**The problem**. Only the lines from the one holding "Target: white apartment block" to the final line of the material below belong in the answer, transcribed exactly.

**Records shown**.
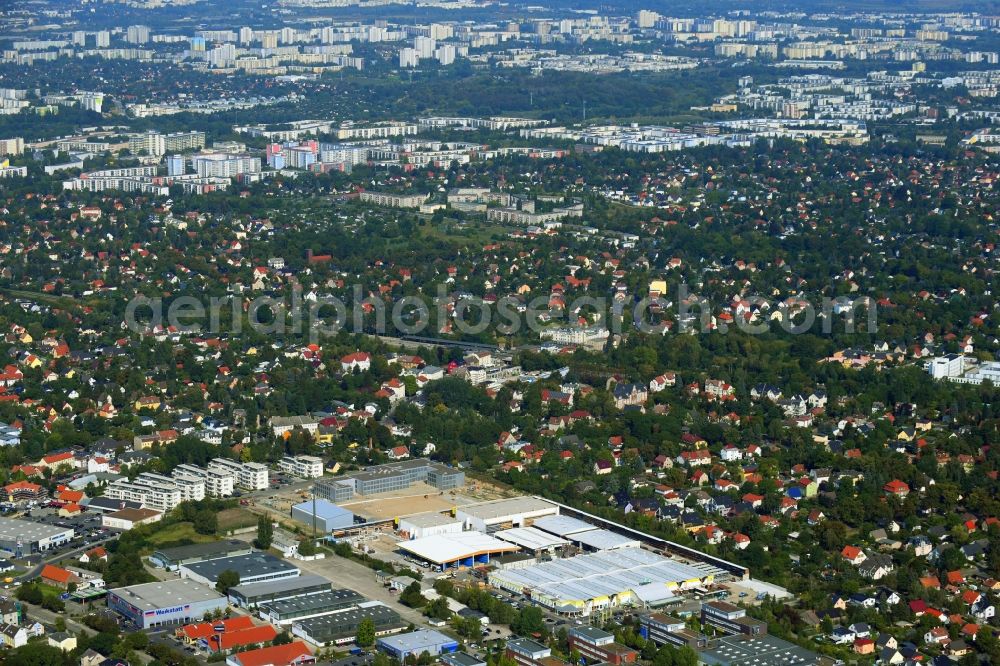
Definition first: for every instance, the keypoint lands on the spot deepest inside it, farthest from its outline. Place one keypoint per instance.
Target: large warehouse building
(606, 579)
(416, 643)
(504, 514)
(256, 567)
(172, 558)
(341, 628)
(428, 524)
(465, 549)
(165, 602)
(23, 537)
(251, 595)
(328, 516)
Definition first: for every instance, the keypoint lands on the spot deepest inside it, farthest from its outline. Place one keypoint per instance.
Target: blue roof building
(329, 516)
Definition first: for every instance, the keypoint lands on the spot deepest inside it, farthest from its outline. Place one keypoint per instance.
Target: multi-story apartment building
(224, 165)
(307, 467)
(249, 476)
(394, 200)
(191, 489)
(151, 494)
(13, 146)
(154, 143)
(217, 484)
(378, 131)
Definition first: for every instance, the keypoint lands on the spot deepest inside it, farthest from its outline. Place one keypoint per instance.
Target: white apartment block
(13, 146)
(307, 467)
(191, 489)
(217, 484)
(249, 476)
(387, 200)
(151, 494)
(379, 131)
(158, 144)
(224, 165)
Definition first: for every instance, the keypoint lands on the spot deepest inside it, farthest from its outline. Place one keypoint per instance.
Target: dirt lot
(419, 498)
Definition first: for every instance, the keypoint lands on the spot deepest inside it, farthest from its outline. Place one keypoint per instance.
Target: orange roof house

**Written answer**.
Target: white apartment block
(13, 146)
(307, 467)
(191, 489)
(217, 484)
(249, 476)
(387, 200)
(151, 494)
(379, 131)
(158, 144)
(224, 165)
Definition first: for every instance, the keypoint lands on the spot deepest inside it, farthest from its outline. Place one keypoint per instance.
Target: dirt lot
(419, 498)
Definition first: for every instance, the keypoint lands on the spot deepest inside it, farthest from its outline. Place one keypoint per instance.
Target: orange roof house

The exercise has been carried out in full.